TASK:
A verbatim repeat of the records beneath this line is needed.

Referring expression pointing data
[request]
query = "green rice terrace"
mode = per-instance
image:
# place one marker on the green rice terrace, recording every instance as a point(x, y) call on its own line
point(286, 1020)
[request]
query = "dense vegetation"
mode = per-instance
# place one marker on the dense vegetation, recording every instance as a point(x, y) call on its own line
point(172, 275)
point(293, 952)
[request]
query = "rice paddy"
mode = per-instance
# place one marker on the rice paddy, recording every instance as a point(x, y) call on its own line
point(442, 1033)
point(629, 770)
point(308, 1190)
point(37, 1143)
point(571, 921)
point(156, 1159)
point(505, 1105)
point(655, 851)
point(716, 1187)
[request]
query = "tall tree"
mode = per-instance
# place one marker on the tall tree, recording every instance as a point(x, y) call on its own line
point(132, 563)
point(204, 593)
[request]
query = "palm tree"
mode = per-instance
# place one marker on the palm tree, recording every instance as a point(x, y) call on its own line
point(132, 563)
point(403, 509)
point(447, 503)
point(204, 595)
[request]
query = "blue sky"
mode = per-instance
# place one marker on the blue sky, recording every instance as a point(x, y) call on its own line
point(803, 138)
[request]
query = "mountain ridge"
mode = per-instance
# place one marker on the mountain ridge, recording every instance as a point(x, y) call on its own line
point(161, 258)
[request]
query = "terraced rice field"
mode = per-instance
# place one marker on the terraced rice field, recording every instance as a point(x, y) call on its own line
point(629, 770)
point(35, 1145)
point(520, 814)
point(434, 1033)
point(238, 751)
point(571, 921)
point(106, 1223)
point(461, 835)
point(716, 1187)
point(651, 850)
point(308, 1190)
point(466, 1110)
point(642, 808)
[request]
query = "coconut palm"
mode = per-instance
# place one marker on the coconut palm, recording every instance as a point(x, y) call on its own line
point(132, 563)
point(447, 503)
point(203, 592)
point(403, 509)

RESULT FOR THIS TASK:
[request]
query = "green rice terrace"
mode = per-instance
image:
# place one marker on the green rice terrace, recording every instance as a point(x, y) call on its own line
point(286, 1020)
[request]
query = "dense vegetation"
mode = per-instance
# place one marker on the dense vegetation, recording every instance as a point(x, y) call on its own line
point(172, 275)
point(293, 952)
[request]
query = "rice paddy"
mode = per-instance
# place one marker on the rice paddy, recording every instance as a point(x, y) call on its own line
point(442, 1033)
point(629, 770)
point(308, 1190)
point(37, 1143)
point(571, 921)
point(156, 1159)
point(505, 1105)
point(655, 851)
point(716, 1187)
[request]
query = "tall tree"
mode = per-instance
# place one marker on the tall tree, recording every instance as a point(x, y) call on its own line
point(132, 563)
point(204, 593)
[request]
query = "palm tree"
mode = per-instance
# place one marker on the palm tree, recording every instance as a point(x, y) call on its own line
point(132, 563)
point(403, 509)
point(447, 503)
point(204, 595)
[request]
query = "blue sky"
mode = per-instance
# place one marker on the blue sky, recording every instance as a point(x, y) call on its own line
point(803, 138)
[request]
query = "mountain ridge"
mode = per-instance
# place one marker on the mountain ridge, recording every instance as a point(x, y) call on its own line
point(161, 258)
[request]
query = "terraced rice field"
mode = per-instance
# place one marker on the terraced rice field, recording every instance as a point(x, y) call on its own line
point(629, 770)
point(35, 1145)
point(520, 814)
point(434, 1033)
point(238, 751)
point(571, 921)
point(106, 1223)
point(461, 835)
point(716, 1187)
point(651, 850)
point(308, 1190)
point(466, 1110)
point(642, 808)
[request]
query = "coconut palm"
mode = per-instance
# place one marker on the coconut palm, recording every instance as a point(x, y) call on its own line
point(132, 563)
point(447, 503)
point(203, 592)
point(403, 509)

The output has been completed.